EXERCISES TO COMPLETE -
• a. In the forum thread about a tube's B+ voltage, what output voltage can a boost converter from eBay give from a 12v input?
• b. Set down the passage of the forum thread starting with "Forgive me for" and going on through "about the MOSFET?", word for word.
• c. Resume the forum thread about raising a tube's B+ voltage from the point at which it stops.

PROVIDED TEXT -
━━━━━━━━━━━━━━━━━━━━
Higher B+ is what the tube needs.
If you plan a mains transformer-based power supply, check out PS6 on tubecad.com. It comes with voltage quintupler, of course better ripple filter is needed.. or if you have already a working 12v PSU, get a boost converter on Ebay. One can give you 100v from 12v input. This would give more breathing space for the tube.
If you plan a mains transformer-based power supply, check out PS6 on tubecad.com. It comes with voltage quintupler, of course better ripple filter is needed.. or if you have already a working 12v PSU, get a boost converter on Ebay. One can give you 100v from 12v input. This would give more breathing space for the tube.
Forgive me for my ignorance. I am a newb. If the B+ voltage is increased, would any of the values have to change on any of the components other than the voltage ratings of the caps? How about the MOSFET?
120v would be better than 12v.
Yes, unfortunately some changes would be needed. Depending on how high you increase the B+, changes such as these might be in order:
1. Higher rating CCS (LM317 no longer applicable)
━━━━━━━━━━━━━━━━━━━━
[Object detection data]
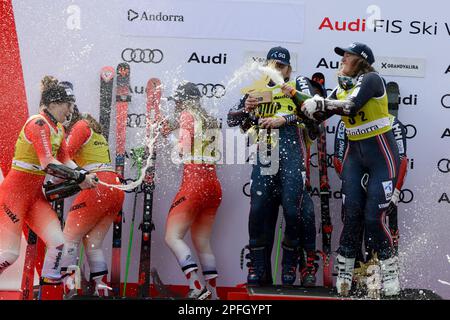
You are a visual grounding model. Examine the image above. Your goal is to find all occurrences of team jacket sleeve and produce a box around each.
[392,118,408,190]
[25,118,55,168]
[227,94,249,127]
[66,120,91,159]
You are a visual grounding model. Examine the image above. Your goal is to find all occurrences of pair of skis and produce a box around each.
[100,63,161,297]
[307,72,333,288]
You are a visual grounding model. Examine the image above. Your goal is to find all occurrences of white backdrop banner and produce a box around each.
[120,0,304,43]
[6,0,450,298]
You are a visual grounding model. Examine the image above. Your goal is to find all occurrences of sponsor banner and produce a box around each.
[120,0,304,43]
[373,57,425,78]
[245,50,297,72]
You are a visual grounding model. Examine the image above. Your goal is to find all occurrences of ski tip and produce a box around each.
[100,66,116,82]
[117,62,130,77]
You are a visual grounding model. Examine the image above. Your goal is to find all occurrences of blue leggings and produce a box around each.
[338,131,400,260]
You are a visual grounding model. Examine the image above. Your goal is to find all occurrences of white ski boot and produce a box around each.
[336,254,355,297]
[186,287,211,300]
[380,256,400,296]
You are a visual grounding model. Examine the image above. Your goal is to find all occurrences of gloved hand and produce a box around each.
[386,188,400,216]
[301,94,325,120]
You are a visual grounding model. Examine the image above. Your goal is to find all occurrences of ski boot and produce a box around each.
[186,287,211,300]
[247,247,272,286]
[300,250,319,288]
[380,256,400,296]
[281,243,299,285]
[336,254,356,297]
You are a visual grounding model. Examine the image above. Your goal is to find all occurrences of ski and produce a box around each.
[21,229,37,300]
[311,72,333,288]
[111,63,131,296]
[99,66,115,141]
[122,147,145,297]
[138,78,161,297]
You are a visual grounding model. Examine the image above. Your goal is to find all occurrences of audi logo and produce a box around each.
[405,124,417,139]
[399,189,414,203]
[196,83,225,98]
[438,159,450,173]
[122,48,164,63]
[127,113,145,128]
[441,93,450,109]
[310,152,334,168]
[121,179,144,193]
[242,182,250,197]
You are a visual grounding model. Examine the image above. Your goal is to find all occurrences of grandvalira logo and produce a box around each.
[122,48,164,63]
[374,57,426,78]
[128,9,184,22]
[196,83,225,98]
━━━━━━━━━━━━━━━━━━━━
RESULTS FOR THE EXERCISE -
• a. 100v

• b.
Forgive me for my ignorance. I am a newb. If the B+ voltage is increased, would any of the values have to change on any of the components other than the voltage ratings of the caps? How about the MOSFET?

• c.
2. Higher rating output MOSFET or AC coupling
3. etc
Here's a bit of a thought process of how high the B+ should be if you want to keep most components as shown: LM317 is rated for maximum 40v difference between IN and OUT pin. Let's take a safe number of say 30 volts (a safety margin, as you would need to swing some voltage). Since OUT is grounded, that means IN should be at most 30v and the same voltage applies for MOSFET's source. The MOSFET's gate would then be around 34v and this is also the plate voltage for the 832A tube if you want to keep it DC-coupled (no capacitor between plate and MOSFET gate). Let's say 34v is half-way between the actual B+ and GND. So, B+ would be around 70v. With B+ this high, perhaps you can get the tube to idle at around 2mA. So, from here..
1. R5, R6 should changed to (70-34)/2mA = 18k
2. R1 replaced with 1k trimpot, adjust until plate voltage is around 34v.
3. Add some 12v zener across Gate and Stopper so that you don't exceed maximum allowed Vgs during tube warm-up.
Some other recommended changes:
3. R4 and R7 should be something around 220k - 1Meg
4. Add Grid Stopper resistor, something around 1-10k
5. Your output devices (MOSFET + LM317) is dissipating something around 70v/125mA = 8.75W per channel. This requires a rather large heatsink. If your chassis is aluminum/metal, perhaps you can use it as heatsink.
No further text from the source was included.